[start SOURCE TEXT]
ART
When Marina Abramovic Dies is a biography of the Serbian-born artist written by her former assistant, James Westcott. The author’s first job for Abramovic was to painstakingly transcribe video tapes of The House With The Ocean View (2002), a performance in which Abramovic lived on-view in a gallery for twelve days. Westcott wrote down everything she did in those seventy-two hours of footage: sleeping, sitting, standing, drinking, urinating. Westcott’s biography performs another function for the artist, making a case for Abramovic’s contribution to the last four decades of art history by presenting her live art and life story in prose. The book suggests that in order to become sacred, one must tend to one’s own mythology: it is titled after Abramovic’s proposed final performance, her funeral, which requires three coffins be buried on three separate continents. And Antony and the Johnsons will sing. Writing with a former employee’s insight, Westcott appears an acolyte preemptively eulogizing his master.
Westcott took Abramovic’s boot camp-style “Cleaning the House” workshop in rural Andalusia, and was subjected to five days of fasting and total silence during which “reading, sex and cell phones were also forbidden.” The author engaged in exercises, standing naked and blindfolded in the hot sun while being photographed for the Abramovic archive, enduring forced staring contests with the other participants, “trying to live up to Abramovic’s example, after all.” In writing about Abramovic’s method of teaching her “transcendental strain” of performance art, the writer ponders the question, “Why were we doing this?” Tellingly, it is the one question Abramovic instructs her students not to ask. The answer for Westcott may be found in a passage in which the author describes Abramovic’s effect on the Dutch art circle that embraced her in the 1970’s: “Marina’s charisma beguiled almost everyone she met. She was also capable of absorbing enormous amounts of dedication...it was an exhilarating and blessed place to be, bathed in Marina’s aura.”
[end SOURCE TEXT]
* **TASK SET**:
1. Answer these questions from the review of the Abramovic biography:
(a) For how many days did Abramovic live on view in a gallery during The House With The Ocean View?
(b) Where did Westcott take the "Cleaning the House" workshop?
(c) How many coffins does Abramovic's proposed funeral performance require?
2. In the review of the Abramovic biography, list every activity that Westcott wrote down while transcribing the footage of The House With The Ocean View.
[start ITEMS]
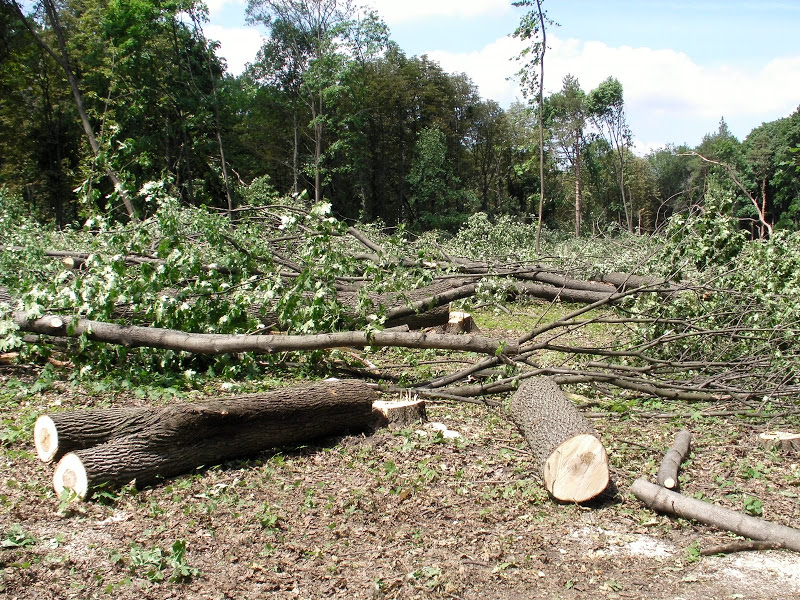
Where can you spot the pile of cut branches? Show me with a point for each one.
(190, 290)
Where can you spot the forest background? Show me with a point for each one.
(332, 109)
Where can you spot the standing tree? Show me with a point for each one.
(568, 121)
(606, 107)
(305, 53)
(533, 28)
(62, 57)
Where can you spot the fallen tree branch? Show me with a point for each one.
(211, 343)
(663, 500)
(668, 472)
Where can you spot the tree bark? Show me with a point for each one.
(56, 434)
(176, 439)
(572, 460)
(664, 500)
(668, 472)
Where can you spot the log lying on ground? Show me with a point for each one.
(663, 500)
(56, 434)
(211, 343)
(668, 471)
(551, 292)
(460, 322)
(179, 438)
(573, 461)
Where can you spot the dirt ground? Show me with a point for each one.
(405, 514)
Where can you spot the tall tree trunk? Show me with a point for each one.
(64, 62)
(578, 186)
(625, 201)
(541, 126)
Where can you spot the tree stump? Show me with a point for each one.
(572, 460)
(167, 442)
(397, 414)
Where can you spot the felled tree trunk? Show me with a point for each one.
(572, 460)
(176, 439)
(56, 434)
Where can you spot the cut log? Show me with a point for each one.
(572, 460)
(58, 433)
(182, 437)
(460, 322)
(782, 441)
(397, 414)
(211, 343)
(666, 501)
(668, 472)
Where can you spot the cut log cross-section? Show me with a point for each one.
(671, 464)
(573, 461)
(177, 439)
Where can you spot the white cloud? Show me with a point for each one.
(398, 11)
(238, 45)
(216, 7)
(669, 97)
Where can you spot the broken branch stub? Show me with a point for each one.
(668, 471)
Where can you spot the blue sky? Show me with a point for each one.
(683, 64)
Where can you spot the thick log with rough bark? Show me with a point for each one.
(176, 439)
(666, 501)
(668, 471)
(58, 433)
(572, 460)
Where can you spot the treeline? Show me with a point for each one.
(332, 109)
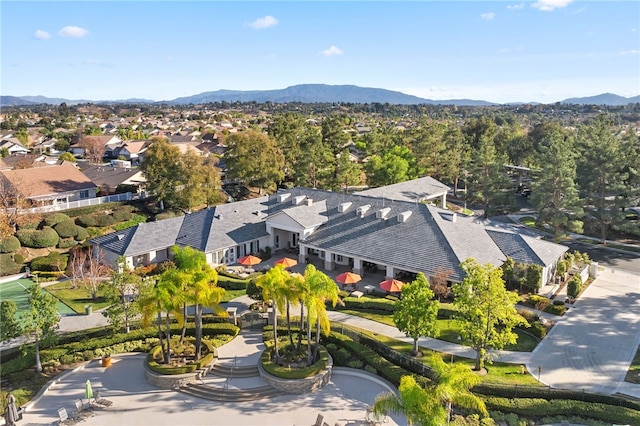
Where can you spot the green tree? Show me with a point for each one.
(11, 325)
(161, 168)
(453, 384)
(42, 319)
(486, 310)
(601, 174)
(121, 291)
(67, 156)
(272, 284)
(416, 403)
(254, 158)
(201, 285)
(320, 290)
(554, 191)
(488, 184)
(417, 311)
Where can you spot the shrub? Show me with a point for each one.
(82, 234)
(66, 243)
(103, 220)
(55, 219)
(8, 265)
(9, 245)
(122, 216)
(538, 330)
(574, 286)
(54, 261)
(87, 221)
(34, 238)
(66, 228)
[end ITEMS]
* **FINAL RESULTS**:
1.
(a) Twelve days.
(b) In rural Andalusia.
(c) Three coffins, buried on three separate continents.

2. Sleeping, sitting, standing, drinking, urinating.